EXTRAIT
------------
Figure 1.- a) La convolution d’un signal a avec un signal b qui contient deux réponses impulsionnelles suffisamment espacées donne comme résultat la répétition de l’écho de a à l’endroit de la deuxième impulsion de b . b) Quand les impulsions de b se rapprochent, les partiels de a commencent à se chevaucher (Roads, 1993a).

 

Pour conclure cette section, il ne faut pas oublier que l’effet de la convolution dépend entièrement de la nature de deux signaux sonores à l’entrée. La convolution pure ne bénéficie pas d’un contrôle des paramètres. Par exemple, l’équilibre de la mixture entre deux spectres convolués ne peut pas être altéré; il sera toujours le même. Donc, pour bien profiter de la convolution, il faudra bien connaître les différents résultats des diverses combinaisons des signaux sonores, ainsi que la cause de ces résultats; de cette manière, avec un peu de pratique on réussira à les prévoir.

 

2.- Les différentes transformations sonores au moyen de la convolution.

Je vais décrire les différentes transformations sonores effectuées avec la convolution selon la classification et les expériences réalisées par Curtis Roads (Roads, 1993a), et je vais élargir cette liste en ajoutant mes propres expériences et conclusions.

 

a) Filtrage-croisé.

Les effets du filtrage d’un son par un autre sont les suivants:

· Si les deux signaux sont longs en durée et l’un des deux signaux à l’entrée a une attaque lisse, l’effet dominant de la convolution est une altération spectrale.

· Si les deux sources ont une durée longue et chacune a un ton fort, et si l’une des deux sources a une attaque lisse, le résultat contiendra les deux tons et l’intersection de leur spectre. Ceci constitue une espèce de mixage, mais où les résonances communes des deux tons sont renforcées.
------------
VOS TÂCHES
[1] D'après l'extrait, de quoi l'effet de la convolution dépend-il entièrement ?
[2] Reproduisez le passage de l'extrait commençant par « Figure 1.- a) » et allant jusqu'à « chevaucher (Roads, 1993a). ».
La liste ci-dessous provient d'une source distincte de l'extrait.
------------
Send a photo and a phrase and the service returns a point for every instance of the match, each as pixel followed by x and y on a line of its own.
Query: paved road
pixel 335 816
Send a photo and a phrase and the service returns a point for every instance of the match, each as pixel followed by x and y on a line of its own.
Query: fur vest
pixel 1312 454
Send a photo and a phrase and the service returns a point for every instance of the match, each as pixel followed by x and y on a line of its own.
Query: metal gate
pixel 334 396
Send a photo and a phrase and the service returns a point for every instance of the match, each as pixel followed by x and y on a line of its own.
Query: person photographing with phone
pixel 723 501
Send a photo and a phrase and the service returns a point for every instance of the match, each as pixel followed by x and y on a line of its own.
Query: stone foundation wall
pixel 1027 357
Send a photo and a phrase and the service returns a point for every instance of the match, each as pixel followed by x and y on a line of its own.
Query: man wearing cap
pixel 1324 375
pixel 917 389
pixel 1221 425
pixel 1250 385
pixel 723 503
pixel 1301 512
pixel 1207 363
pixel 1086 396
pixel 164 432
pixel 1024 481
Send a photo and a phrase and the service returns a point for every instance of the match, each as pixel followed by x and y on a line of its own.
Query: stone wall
------------
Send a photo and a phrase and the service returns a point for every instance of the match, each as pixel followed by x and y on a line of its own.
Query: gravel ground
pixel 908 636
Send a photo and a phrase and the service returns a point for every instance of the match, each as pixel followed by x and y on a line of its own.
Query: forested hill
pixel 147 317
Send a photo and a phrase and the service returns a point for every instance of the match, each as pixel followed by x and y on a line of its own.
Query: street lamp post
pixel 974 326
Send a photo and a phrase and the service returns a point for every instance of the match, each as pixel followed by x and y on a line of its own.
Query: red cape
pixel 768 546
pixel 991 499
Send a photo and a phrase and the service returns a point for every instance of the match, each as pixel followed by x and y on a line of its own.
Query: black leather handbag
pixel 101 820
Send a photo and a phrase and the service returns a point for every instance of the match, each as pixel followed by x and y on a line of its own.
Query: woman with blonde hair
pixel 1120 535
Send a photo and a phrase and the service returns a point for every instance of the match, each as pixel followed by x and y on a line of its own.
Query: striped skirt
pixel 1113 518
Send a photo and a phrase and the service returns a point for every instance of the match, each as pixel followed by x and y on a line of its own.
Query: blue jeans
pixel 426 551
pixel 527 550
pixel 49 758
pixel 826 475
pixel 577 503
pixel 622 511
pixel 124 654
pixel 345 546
------------
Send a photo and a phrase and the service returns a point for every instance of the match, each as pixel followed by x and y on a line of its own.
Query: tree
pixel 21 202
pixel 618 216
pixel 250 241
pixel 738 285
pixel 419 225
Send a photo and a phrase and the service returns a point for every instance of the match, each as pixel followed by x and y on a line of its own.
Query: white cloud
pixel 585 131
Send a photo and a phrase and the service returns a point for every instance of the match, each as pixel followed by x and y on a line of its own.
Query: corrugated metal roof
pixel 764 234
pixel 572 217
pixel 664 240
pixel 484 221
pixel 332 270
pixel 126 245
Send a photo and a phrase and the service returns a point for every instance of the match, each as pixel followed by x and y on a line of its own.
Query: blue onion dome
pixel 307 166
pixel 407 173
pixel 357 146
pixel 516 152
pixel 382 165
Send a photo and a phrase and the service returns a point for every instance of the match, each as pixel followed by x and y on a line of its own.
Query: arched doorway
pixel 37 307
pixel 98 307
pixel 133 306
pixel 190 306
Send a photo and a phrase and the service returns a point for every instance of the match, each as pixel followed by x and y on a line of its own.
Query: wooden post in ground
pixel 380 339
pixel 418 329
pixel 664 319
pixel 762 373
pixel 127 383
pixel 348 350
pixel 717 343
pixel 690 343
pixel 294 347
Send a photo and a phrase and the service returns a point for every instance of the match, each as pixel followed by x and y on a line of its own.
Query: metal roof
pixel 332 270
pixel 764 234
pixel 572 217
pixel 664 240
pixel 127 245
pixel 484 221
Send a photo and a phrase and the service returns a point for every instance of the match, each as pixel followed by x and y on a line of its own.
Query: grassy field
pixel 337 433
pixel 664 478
------------
RÉPONSES PAR TÂCHE
[1] De la nature des deux signaux sonores à l'entrée.

[2]
Figure 1.- a) La convolution d’un signal a avec un signal b qui contient deux réponses impulsionnelles suffisamment espacées donne comme résultat la répétition de l’écho de a à l’endroit de la deuxième impulsion de b . b) Quand les impulsions de b se rapprochent, les partiels de a commencent à se chevaucher (Roads, 1993a).